## [WRITTEN TASK]
Print each of the items below again word for word, changing nothing.

## [DATA TO PROCESS]
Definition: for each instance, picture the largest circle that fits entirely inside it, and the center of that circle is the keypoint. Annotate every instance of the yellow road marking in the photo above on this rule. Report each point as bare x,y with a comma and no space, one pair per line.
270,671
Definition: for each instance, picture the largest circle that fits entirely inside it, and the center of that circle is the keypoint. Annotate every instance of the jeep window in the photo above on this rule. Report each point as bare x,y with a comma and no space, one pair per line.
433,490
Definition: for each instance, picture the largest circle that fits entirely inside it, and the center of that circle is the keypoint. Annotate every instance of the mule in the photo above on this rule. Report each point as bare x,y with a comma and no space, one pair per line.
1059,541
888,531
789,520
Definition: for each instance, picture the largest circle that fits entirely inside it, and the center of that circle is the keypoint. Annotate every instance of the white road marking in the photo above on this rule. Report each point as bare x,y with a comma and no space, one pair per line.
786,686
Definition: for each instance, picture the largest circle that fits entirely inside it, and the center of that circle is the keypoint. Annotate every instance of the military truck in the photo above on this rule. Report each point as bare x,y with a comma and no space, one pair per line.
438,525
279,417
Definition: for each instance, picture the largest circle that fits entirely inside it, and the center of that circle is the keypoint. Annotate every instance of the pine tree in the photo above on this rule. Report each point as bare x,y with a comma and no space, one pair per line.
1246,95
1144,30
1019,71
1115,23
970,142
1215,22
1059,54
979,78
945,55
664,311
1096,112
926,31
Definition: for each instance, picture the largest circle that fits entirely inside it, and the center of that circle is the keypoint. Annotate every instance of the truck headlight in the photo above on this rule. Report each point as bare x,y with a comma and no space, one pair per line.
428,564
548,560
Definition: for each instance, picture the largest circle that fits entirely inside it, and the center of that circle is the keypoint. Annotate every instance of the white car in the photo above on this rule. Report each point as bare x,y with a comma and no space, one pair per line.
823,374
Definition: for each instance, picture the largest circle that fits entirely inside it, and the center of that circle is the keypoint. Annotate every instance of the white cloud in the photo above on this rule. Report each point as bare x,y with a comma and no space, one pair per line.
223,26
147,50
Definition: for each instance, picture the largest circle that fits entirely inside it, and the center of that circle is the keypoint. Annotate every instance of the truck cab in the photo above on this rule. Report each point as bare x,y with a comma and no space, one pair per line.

## [ANSWER]
Definition: for each instance, picture the largest circle that fits entirely inside it, and the center of that circle is the keypoint. Annotate every instance of the yellow road marking in the photo above on this rule. Report each point as bare x,y with a comma and no space, one pair per line.
270,671
Definition: for each instance, picture the largest circle that fits entirely inside it, and the center of that circle is the keypoint. Annotate every instance of the jeep window in the photo above on this rule. Report each point as bare x,y with a comma and no space, one pair per line.
433,490
Definition: for each instance, picture the largest circle that fits entirely inside it, and the center of that circle is the keypoint. Annotate every instance of the mule in the photo above on this rule. Report each point as bare x,y with a comma and no space, one pair per line.
1059,541
888,531
789,520
Definition: for each instance, picture the largest circle that fits entirely inside it, and the center of that circle is the keypoint. Annotate every instance of the white road marking in the photo above on this rule. Report each point as bare x,y with a comma and no space, one pair per line.
786,686
Definition: for each instance, picture the largest circle that fits entirely inside it, and the center of that circle is the keypoint. Annotate every instance of the military truck in the photo above on this rule. Report each point as bare x,y with a comma and no space, one pair per line.
438,525
279,417
Definition: for each instance, picture the largest circle that fits entirely inside it, and the center of that circle is the keypoint. Annotate every instance of the pine tree in the photo above on this rule. Report each point as bare x,y with a comma and no space, one pair per line.
1246,95
1144,30
1019,71
1115,23
970,142
1215,22
1059,54
979,78
945,55
664,311
1096,112
926,31
Definition: for each instance, picture the largest circle that fits entirely inside it, and the center of that circle is the keypoint. Annotate every instance of the truck headlight in the photo above on this rule. Report each point as bare x,y with a comma and no space, one pair per line.
428,564
548,560
Definition: for each instance, picture the largest circle that fits entirely inside it, and the center of that circle is the keypoint. Annotate every instance of the white car in the photo above on this rule. Report each point as bare x,y with a comma and no space, one pair per line.
823,374
Definition: for each instance, picture the largest circle that fits entirely inside it, and the center of that circle is the keypoint. Annotate every instance of the white cloud in the photo above on this rule. Report each point as bare x,y with a comma and no space, one pair per line.
223,26
147,50
Definition: for each instance, picture the largest circle that fits entirely inside it, and the center of that circle is the keypoint. Annotate every instance of the truck cab in the photo above on this rule. Report each point as bare x,y with a comma and no space, one pair per line.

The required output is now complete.